───── SUPPLIED MATERIAL

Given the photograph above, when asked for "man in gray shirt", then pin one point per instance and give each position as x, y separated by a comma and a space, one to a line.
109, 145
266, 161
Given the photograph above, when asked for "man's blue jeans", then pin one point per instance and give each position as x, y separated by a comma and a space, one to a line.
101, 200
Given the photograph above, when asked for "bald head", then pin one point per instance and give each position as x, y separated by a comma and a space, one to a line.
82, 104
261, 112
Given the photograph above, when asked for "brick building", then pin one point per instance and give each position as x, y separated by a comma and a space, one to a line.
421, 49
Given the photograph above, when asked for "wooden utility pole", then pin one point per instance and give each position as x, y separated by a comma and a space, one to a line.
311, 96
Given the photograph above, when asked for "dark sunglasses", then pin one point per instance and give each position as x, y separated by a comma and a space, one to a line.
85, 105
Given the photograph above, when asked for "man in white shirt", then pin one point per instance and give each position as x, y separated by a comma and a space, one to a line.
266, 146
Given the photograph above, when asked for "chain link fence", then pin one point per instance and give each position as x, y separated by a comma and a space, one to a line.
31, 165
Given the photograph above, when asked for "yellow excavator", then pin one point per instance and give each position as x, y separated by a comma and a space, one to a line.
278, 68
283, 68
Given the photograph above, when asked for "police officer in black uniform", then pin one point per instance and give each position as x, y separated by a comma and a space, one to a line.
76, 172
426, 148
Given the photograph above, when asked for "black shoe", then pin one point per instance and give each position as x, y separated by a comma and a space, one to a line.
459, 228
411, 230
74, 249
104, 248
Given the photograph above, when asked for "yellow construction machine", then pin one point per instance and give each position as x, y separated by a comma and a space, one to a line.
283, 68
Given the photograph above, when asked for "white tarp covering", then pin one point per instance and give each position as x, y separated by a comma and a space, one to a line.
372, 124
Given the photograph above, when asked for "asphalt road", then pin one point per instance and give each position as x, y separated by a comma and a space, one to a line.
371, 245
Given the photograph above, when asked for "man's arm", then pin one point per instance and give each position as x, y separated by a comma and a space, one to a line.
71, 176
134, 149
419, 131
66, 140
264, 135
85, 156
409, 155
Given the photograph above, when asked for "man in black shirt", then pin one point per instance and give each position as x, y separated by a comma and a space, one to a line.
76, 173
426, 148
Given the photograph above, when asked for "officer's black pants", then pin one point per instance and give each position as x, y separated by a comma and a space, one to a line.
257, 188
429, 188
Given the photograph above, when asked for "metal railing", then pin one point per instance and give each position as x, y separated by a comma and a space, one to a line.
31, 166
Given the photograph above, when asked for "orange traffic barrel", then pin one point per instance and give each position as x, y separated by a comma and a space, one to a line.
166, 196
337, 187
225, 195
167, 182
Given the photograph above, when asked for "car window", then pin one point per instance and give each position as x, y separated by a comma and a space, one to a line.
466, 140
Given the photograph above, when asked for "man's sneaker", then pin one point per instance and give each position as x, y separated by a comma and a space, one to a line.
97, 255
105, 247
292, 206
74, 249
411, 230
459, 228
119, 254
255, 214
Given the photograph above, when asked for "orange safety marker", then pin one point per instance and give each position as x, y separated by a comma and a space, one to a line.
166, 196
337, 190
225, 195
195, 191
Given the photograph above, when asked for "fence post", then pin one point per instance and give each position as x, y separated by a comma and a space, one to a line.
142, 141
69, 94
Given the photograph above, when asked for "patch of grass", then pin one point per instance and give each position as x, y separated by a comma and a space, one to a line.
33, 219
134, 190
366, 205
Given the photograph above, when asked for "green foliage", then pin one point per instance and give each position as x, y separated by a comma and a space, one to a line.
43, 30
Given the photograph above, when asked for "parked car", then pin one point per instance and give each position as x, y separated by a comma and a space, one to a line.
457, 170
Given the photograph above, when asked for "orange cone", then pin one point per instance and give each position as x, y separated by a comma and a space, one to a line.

──────────

Transcribe all the entries, keeping each one exactly as it is.

FINAL ANSWER ->
Given the photograph above, when asked for "man in gray shirt", then pin one point per instance and give each position as x, y separated by a comma and a space, one to a line.
109, 145
266, 161
Given the photograph above, when asked for "man's blue jeans", then pin one point per instance and give each position as x, y separated by a comma and a space, one to a line.
101, 200
Given the photograph above, when asked for "bald head", then pin one point per instance and give each position as x, y separated by a comma and a space, one to a line.
82, 104
261, 112
Given the photograph above, when asked for "brick building", then pin one point per instance and give each position as x, y separated by a comma and a space, one to a line.
421, 49
Given the photograph above, when asked for "wooden utility pole", then pin one point per instance and give each position as x, y separated by a comma and a space, one to a line.
311, 96
Given the photograph above, when asked for "dark sunglasses", then pin one point per instance and give each position as x, y separated by a comma and a space, one to a line.
85, 105
Given the photograph above, when asked for "man in white shirt", then pin one point per instance and give each position as x, y separated by a comma and a space, one to a line.
266, 146
Given the photograph above, when asked for "chain link fence", then pin one point per instance and give each position as x, y separated by a comma and a space, one to a line.
31, 165
Given the photograph above, when asked for "yellow excavator", then pin one point per instance and give each position as x, y separated by a comma and a space, one to a line.
278, 68
283, 68
Given the photograph above, when asked for "police officer in black uniform", then pin one point per instance and give each position as x, y separated by a comma and a space, one to a line.
76, 172
426, 148
Given the photograph above, when asked for "black shoe", then pin one point per instance and give each position as x, y separated by a comma and a space, one to a line.
459, 228
411, 230
74, 249
104, 248
Given the photograph above, when asked for "yellow construction machine", then pin one point per instance and give each position as x, y separated by a comma and a space, one to a line.
283, 68
Given the photograph above, when asked for "white tarp covering", then pin one point per instance and give each position as x, y separated by a comma and a space, one to a line.
372, 124
Given the photograph above, when asked for "asphalt road", then pin one point per instance and give each position as x, y separated by a comma and a space, one to a line.
371, 245
Given the photograph above, when asked for "man's arm", then pin one point per instance and give each position as x, y separated by a comma and a space, one to a line.
71, 176
134, 149
419, 131
66, 140
264, 135
85, 156
409, 155
Given the photograph above, when asked for "man in black shirt", then pin one point per instance and give each position as x, y separated by a comma and a space, one to a line.
76, 173
426, 148
Given the photograph above, when asked for "officer's black pants", then pin one point per instance and give each position as x, y separated by a comma and a space, one to a line.
257, 188
429, 188
Given the photograph above, when asked for "metal railing", then pin one point per instance and give each position as x, y separated by a comma and a space, one to a line.
31, 166
Given the photograph above, when asked for "orange traffic barrel", then pin one point per instance and give each position as x, y separated by a comma and a space, one to a line.
166, 196
337, 187
225, 195
167, 182
Given the photograph above, when asked for "car window", then pin one point per instance and give each position as x, y separated by a comma and a space, one to a line.
466, 140
Given the photograph above, when asked for "man's sneaker", then pin one point per instance and give each position as x, y separated by a comma and a space, one to a line.
97, 255
105, 247
292, 206
74, 249
411, 230
459, 228
119, 254
255, 214
Given the photograph above, when asked for "orange safety marker", then pin one point per instance and give each position as x, y separated by a comma and a space, one to a line.
166, 196
337, 190
225, 195
195, 191
Given the photograph above, when asked for "fence post", then pin one point per instance and give each position as x, y separated by a comma and a space, one to a line.
142, 141
69, 94
Given the photograph above, when asked for "patch of grass", then pin one point per instance and give each position as x, y separated by a comma and a space, one to a line.
33, 219
134, 190
366, 205
Given the photograph above, when asked for "green foliage", then pin one point per instance and give each position as x, y separated by a comma and a space, one to a line.
43, 30
Given the photograph above, when asked for "parked car", then pin one point per instance and give each position as x, y separated by a comma and a space, one to a line.
457, 170
Given the photograph above, when asked for "orange cone", then pin one point per instance and give each position as x, y separated by a comma and a space, one to a line.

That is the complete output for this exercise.